◆ **Work instructions**: Please give the entries again in full and exactly, without any picture.

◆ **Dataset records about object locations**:

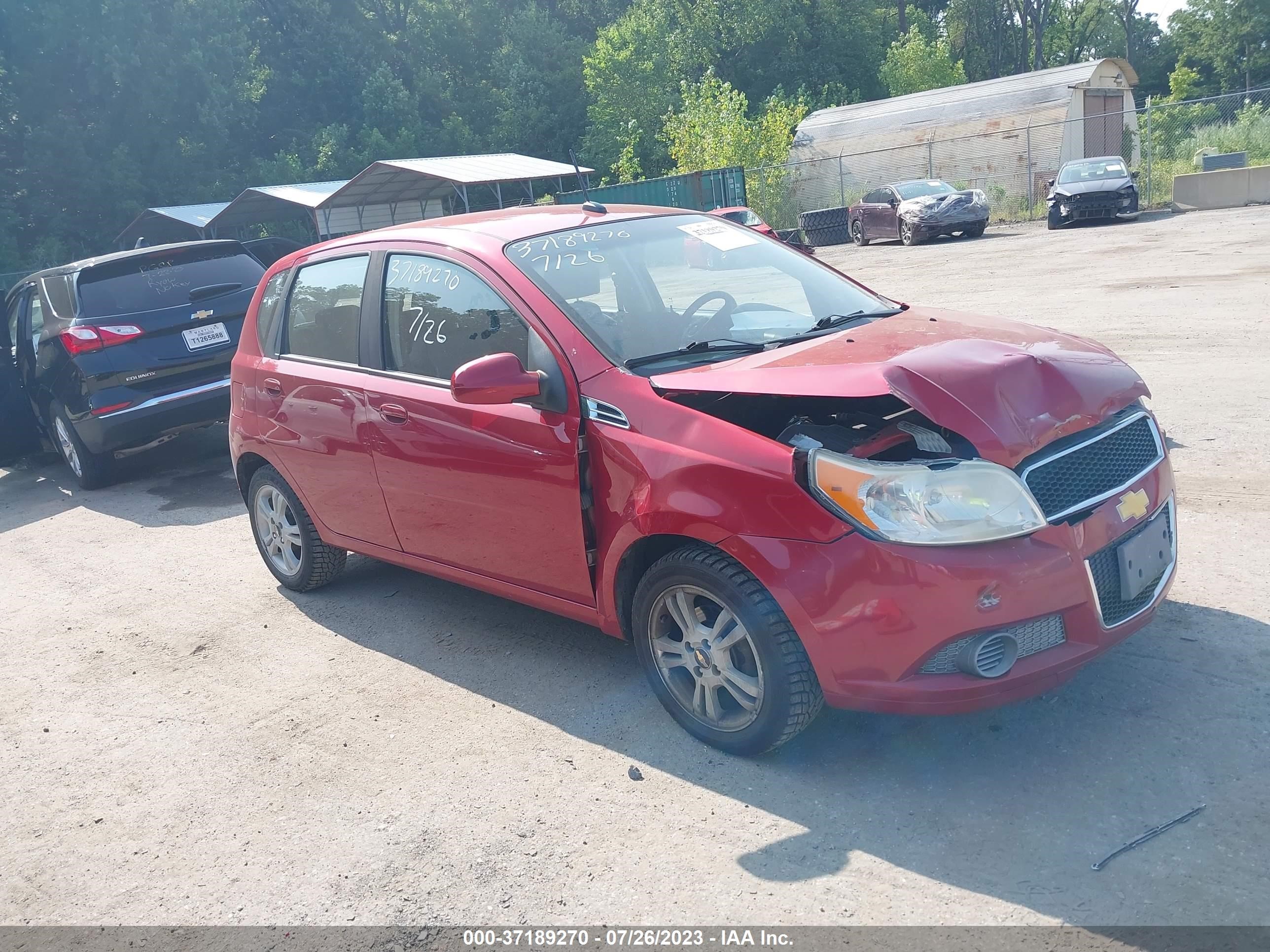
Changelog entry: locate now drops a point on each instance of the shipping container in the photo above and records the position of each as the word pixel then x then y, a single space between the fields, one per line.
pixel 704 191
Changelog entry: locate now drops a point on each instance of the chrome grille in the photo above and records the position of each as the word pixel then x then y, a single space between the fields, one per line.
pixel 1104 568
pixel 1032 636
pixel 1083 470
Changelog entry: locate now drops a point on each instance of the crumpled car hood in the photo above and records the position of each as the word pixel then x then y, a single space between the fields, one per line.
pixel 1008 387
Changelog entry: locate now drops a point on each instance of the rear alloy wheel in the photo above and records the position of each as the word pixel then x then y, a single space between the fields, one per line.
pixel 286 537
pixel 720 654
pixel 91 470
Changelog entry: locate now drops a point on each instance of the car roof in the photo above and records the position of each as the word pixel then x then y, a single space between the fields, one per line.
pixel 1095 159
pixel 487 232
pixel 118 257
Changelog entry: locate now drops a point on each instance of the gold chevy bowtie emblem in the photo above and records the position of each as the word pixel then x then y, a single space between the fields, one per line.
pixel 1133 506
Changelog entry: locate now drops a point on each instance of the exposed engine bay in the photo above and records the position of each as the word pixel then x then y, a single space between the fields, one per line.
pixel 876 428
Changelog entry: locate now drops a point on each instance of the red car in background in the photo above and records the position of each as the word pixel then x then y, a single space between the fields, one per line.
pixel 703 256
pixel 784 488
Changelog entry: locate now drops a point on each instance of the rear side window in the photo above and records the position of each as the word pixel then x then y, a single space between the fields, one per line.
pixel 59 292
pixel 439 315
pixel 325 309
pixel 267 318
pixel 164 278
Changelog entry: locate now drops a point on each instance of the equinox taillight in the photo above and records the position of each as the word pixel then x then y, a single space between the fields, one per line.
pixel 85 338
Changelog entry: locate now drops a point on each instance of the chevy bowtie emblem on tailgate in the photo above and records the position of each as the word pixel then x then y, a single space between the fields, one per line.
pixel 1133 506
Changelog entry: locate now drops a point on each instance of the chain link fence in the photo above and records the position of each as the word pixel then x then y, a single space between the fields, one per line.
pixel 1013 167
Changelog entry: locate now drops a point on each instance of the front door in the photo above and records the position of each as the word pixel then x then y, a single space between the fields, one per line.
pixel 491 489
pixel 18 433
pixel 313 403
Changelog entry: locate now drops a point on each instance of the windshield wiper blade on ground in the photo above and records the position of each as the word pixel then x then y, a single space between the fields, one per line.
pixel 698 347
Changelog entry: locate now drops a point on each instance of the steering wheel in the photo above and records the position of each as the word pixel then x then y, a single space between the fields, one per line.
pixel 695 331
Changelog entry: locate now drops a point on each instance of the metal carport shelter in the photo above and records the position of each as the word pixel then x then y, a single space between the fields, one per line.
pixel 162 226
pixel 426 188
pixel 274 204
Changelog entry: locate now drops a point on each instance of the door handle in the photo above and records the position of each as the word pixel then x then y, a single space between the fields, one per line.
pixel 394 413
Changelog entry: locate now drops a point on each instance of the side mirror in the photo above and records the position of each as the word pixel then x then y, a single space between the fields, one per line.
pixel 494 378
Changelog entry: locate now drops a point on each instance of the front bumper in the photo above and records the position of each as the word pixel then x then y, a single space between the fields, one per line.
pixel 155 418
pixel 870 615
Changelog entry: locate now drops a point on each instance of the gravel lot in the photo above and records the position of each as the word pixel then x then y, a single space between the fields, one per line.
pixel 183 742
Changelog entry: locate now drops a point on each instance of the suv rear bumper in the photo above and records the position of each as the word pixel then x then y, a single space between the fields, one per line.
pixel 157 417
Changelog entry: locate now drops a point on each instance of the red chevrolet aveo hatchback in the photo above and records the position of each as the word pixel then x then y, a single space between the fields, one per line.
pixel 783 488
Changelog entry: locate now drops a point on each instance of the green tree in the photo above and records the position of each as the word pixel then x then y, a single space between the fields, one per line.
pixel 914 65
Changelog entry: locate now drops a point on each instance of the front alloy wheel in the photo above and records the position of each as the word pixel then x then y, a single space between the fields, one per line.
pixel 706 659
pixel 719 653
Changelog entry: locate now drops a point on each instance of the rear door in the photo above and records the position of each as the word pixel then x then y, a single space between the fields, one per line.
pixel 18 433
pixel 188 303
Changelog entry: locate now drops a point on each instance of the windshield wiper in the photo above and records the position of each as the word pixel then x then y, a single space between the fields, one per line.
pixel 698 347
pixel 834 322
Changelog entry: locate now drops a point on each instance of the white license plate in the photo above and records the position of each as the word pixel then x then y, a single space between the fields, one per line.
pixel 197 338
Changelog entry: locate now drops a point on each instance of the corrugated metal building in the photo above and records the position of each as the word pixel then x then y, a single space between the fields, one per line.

◆ **Solution to this task**:
Changelog entry: locate now drops a point on each instance of the shipping container in the photo above and records the position of each as the word pixel then x then y, a single space between the fields, one per line.
pixel 704 191
Changelog entry: locate now drops a point on each instance of the chrome grille in the photo above and records the position of each as the word pixel then x then y, a single space between the fields, one per line.
pixel 1104 568
pixel 1032 636
pixel 1083 470
Changelog entry: locate now drops a point on each instance of the crumpled car hood in the photo above and records the position of each as the word pixel then x then y, a single space between the fields, one per line.
pixel 1008 387
Changelog entry: locate now drops a point on each instance of the rear alloy wheel in the photo above and records the position of each as the word pixel then x then y, a single space between the fields, one per line.
pixel 286 537
pixel 720 654
pixel 91 470
Changelog entry: locate now drops a point on each instance of the car roof in the photo above and records the position of each as the word pixel then x then y, a single space between the fields, one per line.
pixel 1095 159
pixel 487 232
pixel 118 257
Changelog entry: locate now drops a point on each instance of the gold chevy bowtie emblem in the photo above and records the position of each as the word pixel then x then y, a single space between the fields, one per line.
pixel 1133 506
Changelog entry: locate now drops a point on each instance of the exposed engine bay in the photo above and records the position of each as the word pixel then x then y, a single space between the fields, one per line.
pixel 876 428
Changelog entry: locate now drops a point on each instance of the red car in background in the photo above and records the position of each as the word pixel then x then y, a single space between the fields, one per line.
pixel 703 256
pixel 784 488
Changelog entry: locate now drops a point on each instance of the rear side window in the photo above and records the position of each as the word pixel then x then y, a single space between the fields, one per line.
pixel 59 292
pixel 439 315
pixel 325 309
pixel 267 318
pixel 164 278
Changelog entry: locate now drops a point on each instance of the equinox taillight in the photo above and records the position of each as the word pixel then x then y, a single space between the fields, one per line.
pixel 85 338
Changelog entry: locate now drops a point on each instance of the chevy bowtie emblem on tailgate in the photo above and records the position of each as the word pixel then x then y, a single space between the fields, one per line.
pixel 1133 506
Changelog entry: locate now drops a point on each instance of the chain link fence in the photo above and records the position of each as the word pixel then x then y, a single space between the fields, one per line.
pixel 1013 167
Changelog entry: locate now drops a point on each instance of the front door in the photo above and records the position of each as the word pixel then x then y, a single space between the fields, one per line.
pixel 491 489
pixel 18 433
pixel 313 403
Changelog entry: locate now drops a point on each instance of the windshield wiper blade on ground in the photo above and records the position of each as the word pixel then x then y, a single space between the fields, one per line.
pixel 698 347
Changelog entry: locate now drops a point on each instance of the steering wheel in the photo above and records the position of each as the word pixel then x then y, a single space between the fields, one per line.
pixel 695 331
Changelog entry: locate now drops a point on each instance of the metal carport shelter in the photo above and records the position of each as the word pixel then x then y, a single space between the fields, one per line.
pixel 162 226
pixel 426 188
pixel 274 204
Changelog entry: locate now drops a point on each instance of the door handle in the photo above and records the position of each as the word pixel then x then y, a single space between the fields, one per line.
pixel 394 413
Changelog entry: locate now drops a point on each instance of the side mirror in the photo above and records the position of each as the word pixel then x then y, a single space between the fields, one per line.
pixel 494 378
Changelog entry: locate now drops a point on each instance of the front bumper in the photo above and records the position of each as the word pixel then x then y, a single space between the fields, one per line.
pixel 155 418
pixel 870 615
Changelog entry: locate now drops a point on each instance of the gravel lot in the photo above and records the position of each as the word pixel then x then y, a single space between the fields, one per line.
pixel 183 742
Changelog entry: locate now drops a point on each instance of the suv rear bumper in the photo above and records the position of each as the word pixel then x then y, a single space between the fields, one per line.
pixel 157 417
Changelog entry: locate now drops a point on each instance of the red chevrolet aveo hatchback in the photo above and records the position of each as the word pixel then x then y, a single space between the fields, one per line.
pixel 783 488
Changelog entry: locate now drops a point on each instance of the green tree in the photo above and records the position of each as the word pixel then x then y, a single space between the fields, one per line.
pixel 914 65
Changelog entry: locate now drops a point on each instance of the front alloy wheel in the photo above and records the position of each as the word pixel then x then y, a single space between the fields, one per line.
pixel 706 659
pixel 719 653
Changelog entry: locate now drops a point on each instance of the rear door in the photo above and records the position of each as the word pixel then x then y, a single space between the fields, one per line.
pixel 18 433
pixel 188 303
Changelog entry: locate now drops a point on each instance of the windshield wiper in the photo above and records the position of each as the word pixel then x then y, a single space between the fields, one per line.
pixel 698 347
pixel 834 322
Changelog entry: locate now drops a point on each instance of the white license plate in the photo above and records the position of each as the word pixel then x then y, a single space between the fields, one per line.
pixel 197 338
Changelog entry: locate now drops a point on each instance of the corrugated metal building in the photo above and records the position of each as the word pixel then x then y, a single space between the fields, one per line.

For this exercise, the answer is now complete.